■ **YOUR OBJECTIVE**: Reproduce word for word the entries below, from the line containing "Your task is to locate every instance of eyeglasses" through the end of the entries, both ends included.

#####

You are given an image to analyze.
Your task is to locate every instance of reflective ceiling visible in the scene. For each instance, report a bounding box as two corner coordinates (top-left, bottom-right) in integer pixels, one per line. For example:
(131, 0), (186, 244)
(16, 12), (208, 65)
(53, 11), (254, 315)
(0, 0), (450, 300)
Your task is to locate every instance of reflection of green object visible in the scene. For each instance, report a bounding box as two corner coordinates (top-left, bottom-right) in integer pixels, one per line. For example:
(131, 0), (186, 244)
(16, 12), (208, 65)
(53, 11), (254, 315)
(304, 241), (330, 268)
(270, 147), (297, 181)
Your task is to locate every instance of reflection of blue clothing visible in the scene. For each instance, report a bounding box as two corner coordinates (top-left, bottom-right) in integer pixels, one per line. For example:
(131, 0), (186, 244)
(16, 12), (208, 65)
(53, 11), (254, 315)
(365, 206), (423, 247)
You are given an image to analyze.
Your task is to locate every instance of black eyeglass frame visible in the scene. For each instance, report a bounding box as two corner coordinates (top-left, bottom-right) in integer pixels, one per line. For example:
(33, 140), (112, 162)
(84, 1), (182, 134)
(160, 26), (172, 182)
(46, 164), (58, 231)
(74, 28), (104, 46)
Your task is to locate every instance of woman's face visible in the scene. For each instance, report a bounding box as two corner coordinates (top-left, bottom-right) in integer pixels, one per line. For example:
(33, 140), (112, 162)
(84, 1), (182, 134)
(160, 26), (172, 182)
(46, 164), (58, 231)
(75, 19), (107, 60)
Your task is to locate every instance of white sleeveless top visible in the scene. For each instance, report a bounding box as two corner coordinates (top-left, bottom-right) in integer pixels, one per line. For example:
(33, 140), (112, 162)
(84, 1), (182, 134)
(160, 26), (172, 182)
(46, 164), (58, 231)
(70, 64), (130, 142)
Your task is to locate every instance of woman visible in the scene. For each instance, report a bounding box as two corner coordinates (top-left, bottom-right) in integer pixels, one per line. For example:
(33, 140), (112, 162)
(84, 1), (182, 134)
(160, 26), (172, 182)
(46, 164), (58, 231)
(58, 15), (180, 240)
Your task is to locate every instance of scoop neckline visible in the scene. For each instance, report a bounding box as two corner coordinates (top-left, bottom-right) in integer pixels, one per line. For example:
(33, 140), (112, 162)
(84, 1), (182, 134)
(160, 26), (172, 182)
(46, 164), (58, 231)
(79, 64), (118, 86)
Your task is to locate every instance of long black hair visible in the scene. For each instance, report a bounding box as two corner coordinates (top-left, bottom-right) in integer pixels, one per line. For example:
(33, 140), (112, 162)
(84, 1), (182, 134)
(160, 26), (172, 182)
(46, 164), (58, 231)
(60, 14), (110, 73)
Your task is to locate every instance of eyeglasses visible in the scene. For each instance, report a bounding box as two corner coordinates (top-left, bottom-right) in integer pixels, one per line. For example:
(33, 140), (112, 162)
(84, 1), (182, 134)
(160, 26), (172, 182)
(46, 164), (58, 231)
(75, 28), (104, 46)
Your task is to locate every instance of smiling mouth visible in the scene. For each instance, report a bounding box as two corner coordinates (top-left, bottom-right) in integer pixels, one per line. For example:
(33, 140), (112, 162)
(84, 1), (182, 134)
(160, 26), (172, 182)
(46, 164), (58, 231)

#####

■ **EXERCISE RESULT**:
Your task is to locate every instance of eyeglasses visible in the scene. For each instance, report a bounding box as two corner coordinates (top-left, bottom-right) in integer pixels, one per line. For example:
(33, 140), (112, 162)
(84, 1), (182, 134)
(160, 26), (172, 182)
(46, 164), (58, 231)
(75, 28), (104, 46)
Your task is to locate every instance of smiling mouth visible in the scene. For each instance, report a bounding box as two corner coordinates (top-left, bottom-right) in integer pixels, one per line. For example:
(33, 140), (112, 162)
(84, 1), (182, 134)
(160, 26), (172, 182)
(46, 164), (58, 231)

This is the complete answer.